• _Records to process_
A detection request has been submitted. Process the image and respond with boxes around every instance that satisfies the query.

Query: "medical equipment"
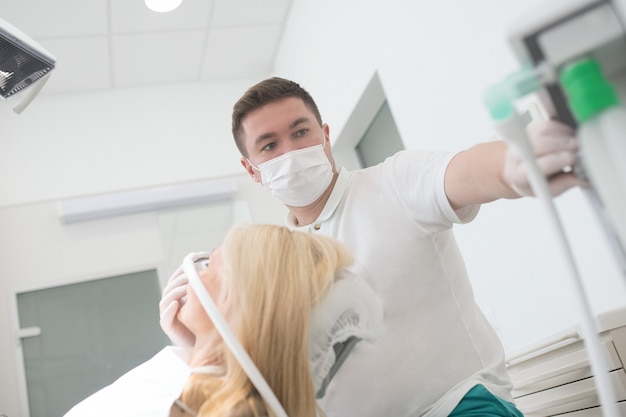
[0,17,55,113]
[484,1,626,415]
[307,267,383,399]
[505,306,626,415]
[484,75,621,417]
[561,58,626,268]
[507,0,626,261]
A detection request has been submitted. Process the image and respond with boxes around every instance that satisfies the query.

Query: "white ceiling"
[0,0,292,97]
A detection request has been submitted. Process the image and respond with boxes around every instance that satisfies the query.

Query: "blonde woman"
[64,224,382,417]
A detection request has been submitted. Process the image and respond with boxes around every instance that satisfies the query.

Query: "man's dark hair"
[232,77,323,157]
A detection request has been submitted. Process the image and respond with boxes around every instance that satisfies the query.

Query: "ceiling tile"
[39,37,112,95]
[112,30,206,87]
[212,0,292,26]
[1,0,292,96]
[0,0,108,38]
[110,0,214,33]
[201,25,282,80]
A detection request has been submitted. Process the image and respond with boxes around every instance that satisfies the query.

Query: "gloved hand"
[503,119,588,197]
[159,265,195,348]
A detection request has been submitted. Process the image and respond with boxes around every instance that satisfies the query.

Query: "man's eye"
[261,142,276,152]
[294,128,309,137]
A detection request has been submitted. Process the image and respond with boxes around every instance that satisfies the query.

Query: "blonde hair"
[178,224,353,417]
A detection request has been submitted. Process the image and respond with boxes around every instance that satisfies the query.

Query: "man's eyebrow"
[254,131,277,145]
[289,117,312,129]
[253,117,313,145]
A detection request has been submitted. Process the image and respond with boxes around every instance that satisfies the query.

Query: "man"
[161,77,583,416]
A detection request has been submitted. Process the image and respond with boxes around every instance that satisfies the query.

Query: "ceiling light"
[145,0,183,12]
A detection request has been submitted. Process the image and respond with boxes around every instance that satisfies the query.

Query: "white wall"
[0,80,286,417]
[0,80,253,207]
[273,0,626,352]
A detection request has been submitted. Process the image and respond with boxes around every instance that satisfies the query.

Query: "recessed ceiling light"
[145,0,182,13]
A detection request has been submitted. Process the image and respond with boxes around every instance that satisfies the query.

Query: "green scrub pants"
[449,384,524,417]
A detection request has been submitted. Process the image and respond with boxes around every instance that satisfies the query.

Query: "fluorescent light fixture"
[58,178,237,224]
[145,0,183,12]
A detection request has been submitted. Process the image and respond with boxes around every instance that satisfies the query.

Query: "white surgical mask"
[250,142,334,207]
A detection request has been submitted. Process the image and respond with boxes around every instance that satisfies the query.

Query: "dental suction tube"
[560,59,626,266]
[182,252,289,417]
[484,73,621,417]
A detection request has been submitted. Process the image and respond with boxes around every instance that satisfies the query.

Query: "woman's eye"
[195,257,210,271]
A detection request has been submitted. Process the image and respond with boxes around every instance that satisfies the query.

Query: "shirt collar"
[286,167,352,228]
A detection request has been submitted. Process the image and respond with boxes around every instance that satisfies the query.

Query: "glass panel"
[17,270,169,417]
[356,101,405,168]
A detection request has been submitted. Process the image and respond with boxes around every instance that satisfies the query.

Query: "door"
[16,270,169,417]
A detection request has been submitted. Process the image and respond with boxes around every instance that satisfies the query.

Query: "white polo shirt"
[289,150,513,417]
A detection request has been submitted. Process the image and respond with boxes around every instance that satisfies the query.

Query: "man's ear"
[323,123,331,146]
[241,157,261,183]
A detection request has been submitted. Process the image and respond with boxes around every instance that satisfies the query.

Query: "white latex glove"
[159,265,195,348]
[503,120,587,197]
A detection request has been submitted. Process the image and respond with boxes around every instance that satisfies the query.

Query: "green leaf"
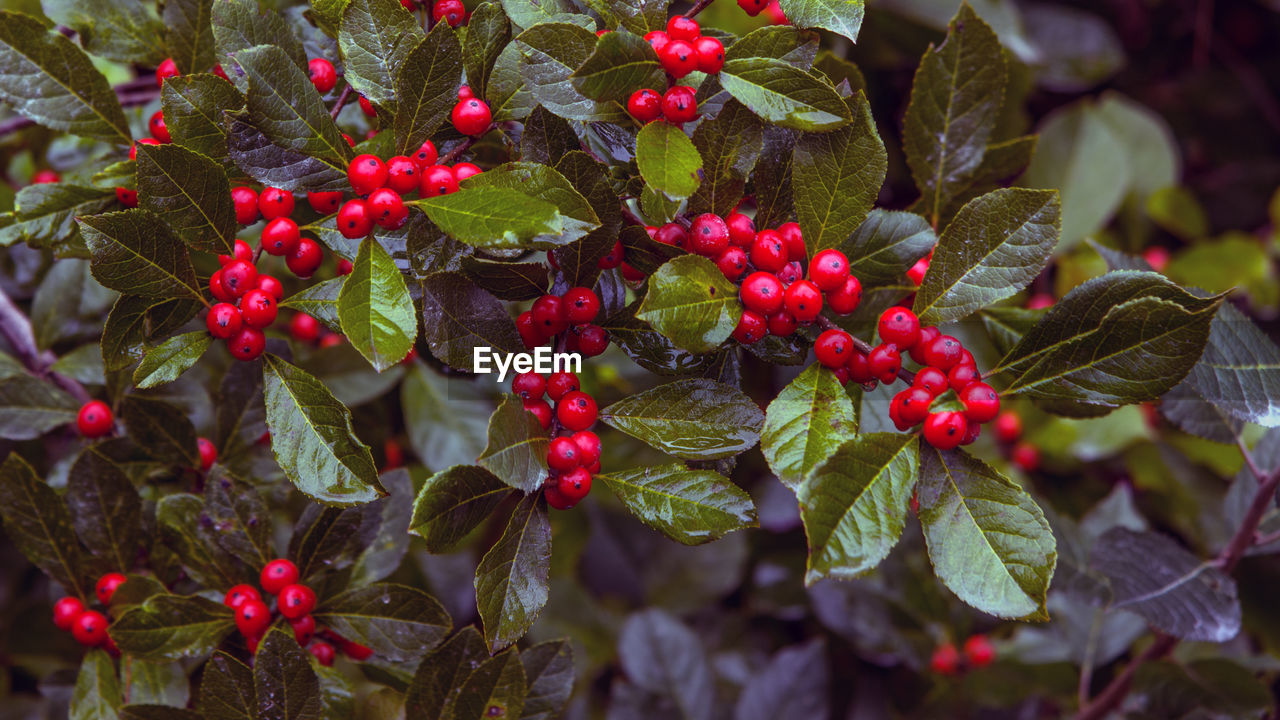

• _Task objective_
Each line above is to be copied verbatim. Drop any image from the copy.

• _Exercise answer_
A detection request has been submitted. Process the image and respond with boxes around every instance that satisfies the query.

Query: "medical equipment"
[0,17,55,113]
[484,1,626,415]
[307,267,383,399]
[505,306,626,415]
[484,75,621,417]
[561,58,626,268]
[507,0,626,261]
A detection request has been submitted. Process the image and respond with boxes around every instance that satisfies the query.

Query: "white ceiling"
[0,0,292,97]
A detection request has been submitted. Process the image and respond with boxes around every instance that satisfies the query.

Query: "blonde woman"
[64,224,382,417]
A detection request has been submitted. Process the image and respond with boxes around every instance that satisfies the query.

Query: "man's dark hair"
[232,77,323,157]
A detection request has been submitted. Process the image and respond with boxes around every instance that satisfies the query.

Query: "ceiling tile"
[39,37,112,95]
[112,30,206,87]
[212,0,292,26]
[1,0,292,96]
[0,0,108,38]
[110,0,214,33]
[201,25,282,80]
A detection request has been submitted. Process the image and respond with boxes around every instance that satisfies the query.

Query: "gloved hand"
[503,119,588,197]
[159,265,195,348]
A detection request has been submitted. Process the image and respond with boxes around every instance that satisfies the query.

Query: "man's eye"
[261,142,276,152]
[294,128,309,137]
A detection request has been submitted. Process the image and respond with boxes around every instance that satisfies the query.

Query: "blonde hair"
[178,224,353,417]
A detection request has been submitted. Process the image and respond with boxes around every instance that satisfies the query.

Query: "man's eyebrow"
[254,131,277,145]
[289,117,312,129]
[253,117,313,145]
A detection request has been submitted. Process the image and respond with boxes around every instance that satisfies the query.

Query: "man"
[161,77,583,416]
A detection request has been submitted. Process the image and respond with boxes around every instance that satisfies the query.

Query: "ceiling light"
[145,0,183,12]
A detection request has been submitted. Process the image and respond with boxes around every instance that satisfies the query.

Query: "white wall"
[0,80,286,417]
[0,80,253,207]
[273,0,626,352]
A detection request has been submitted. Process the image and respond with boxes around every instance that satisfies the query.

Query: "recessed ceiling light"
[145,0,182,13]
A detection request has been submitted. Process the image and respond with boxes around every instance that satisfies the query.

Query: "green scrub pants"
[449,384,524,417]
A detection request has been submitted. Process the image and respond with boxes around every instance that satisfies the query.

Query: "fluorescent light fixture"
[58,178,237,224]
[145,0,183,12]
A detection request has been submitted. Process the image and respond with boxes around every instance that satisfies the query.

Query: "white surgical mask"
[250,142,334,207]
A detection request has been submitted. Process the image and respond with boxes around every instance that satisfies the query.

Query: "dental suction tube"
[560,59,626,266]
[182,252,289,417]
[484,73,621,417]
A detection request has been submitted. Process the image and respond with boxes around every instance that satisfies the query.

Query: "woman's eye"
[195,257,210,271]
A detection request has been submitted. Process the image and respond with boxes around every instance that satisfies the query.

Query: "shirt collar"
[286,167,352,228]
A detection request has been submitted. Process the image and respond with boxes around every instance that satisfies the query.

Query: "glass panel"
[17,270,169,417]
[356,101,405,168]
A detection request has been submitted. Process the image and respond with boxes around every instance that satisfies the query.

Query: "door"
[16,270,169,417]
A detection request has been submitted. Process the image and respond with boxes around every instance that satisfies the query.

Query: "white polo shirt"
[289,150,513,417]
A detection request has been submitted. Process the image and respond with boxes around every instance that satisfies the query.

Query: "man's ear"
[323,123,331,146]
[241,157,261,183]
A detection request has been submitted. Process the image and respond with boxes around every instance that satisfies the query.

Query: "white latex glove"
[159,265,195,348]
[503,120,587,197]
A detection request has been submitted. Process the image and respond with boxes around every instance that satisfies the query.

Query: "green leaf"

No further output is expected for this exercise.